#### Source document
%%
The white-winged chough will forage in litter and rotten wood for termites and beetles. Although birds have eaten pieces of apple placed out for them on feeding tables, they have not been recorded eating fruit on trees. This species has been observed eating cherry tomatoes, whole, in eastern Australia, Newcastle region.

The diet is varied; the white-winged chough eats seeds of various grasses (Poaceae), Gahnia grandis, Atriplex, Epacris, Hibbertia, Solanum, Acacia and Exocarpos species, as well as introduced species such as the cursed thistle (Cirsium arvense), roadside thistle (C. vulgare), winter honeysuckle (Lonicera fragrantissima), Convolvulus and Oxalis species. Berries of the introduced Cotoneaster and Crataegus are also consumed. It eats a wide variety of arthropods, including centipedes, millipedes and many types of insect—beetles, cockroaches, termites, grasshoppers and crickets, flies, butterflies and moths, and ants, bees and wasps. In some areas, it will readily approach tourist sites to find supplementary food.

===Breeding===
Nesting and breeding is communal, all members of the family helping to raise the young - a process that takes several years, as young birds must learn the art of finding food in the dry Australian bush. Larger families have a better chance of breeding success: so much so that given the opportunity choughs will kidnap the youngsters of neighboring families in order to recruit them to the team.
%%
#### Raw data
%%
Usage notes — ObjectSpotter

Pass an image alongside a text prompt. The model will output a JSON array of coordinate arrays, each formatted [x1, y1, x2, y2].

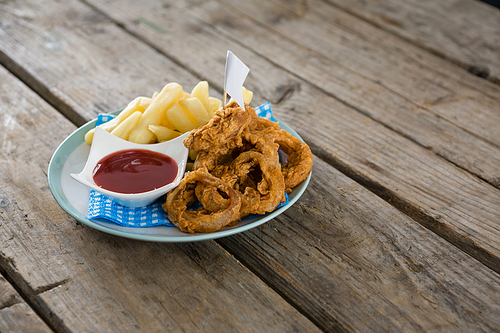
%%
#### Actions to take
**a.** Answer these questions from the passage on the white-winged chough, one line each:
(i) In which region of eastern Australia has the species been seen eating whole cherry tomatoes?
(ii) Which two introduced plants have berries that the chough eats?
(iii) Given the opportunity, what will choughs do to recruit more members to the team?
**b.** Summarize the passage on the white-winged chough in two sentences.
**c.** Translate this sentence from the chough passage into Spanish: "Berries of the introduced Cotoneaster and Crataegus are also consumed."

#### Solution list
**a.**
(i) The Newcastle region.
(ii) Cotoneaster and Crataegus.
(iii) They will kidnap the youngsters of neighboring families.

**b.** The white-winged chough forages in litter and rotten wood and has a varied diet of seeds from native and introduced plants, berries of Cotoneaster and Crataegus, and many kinds of arthropods, and in some areas it approaches tourist sites for extra food. It nests and breeds communally, with the whole family raising the young over several years, and because larger families breed more successfully, choughs will kidnap the young of neighboring families to recruit them.

**c.** También se consumen las bayas de los Cotoneaster y Crataegus introducidos.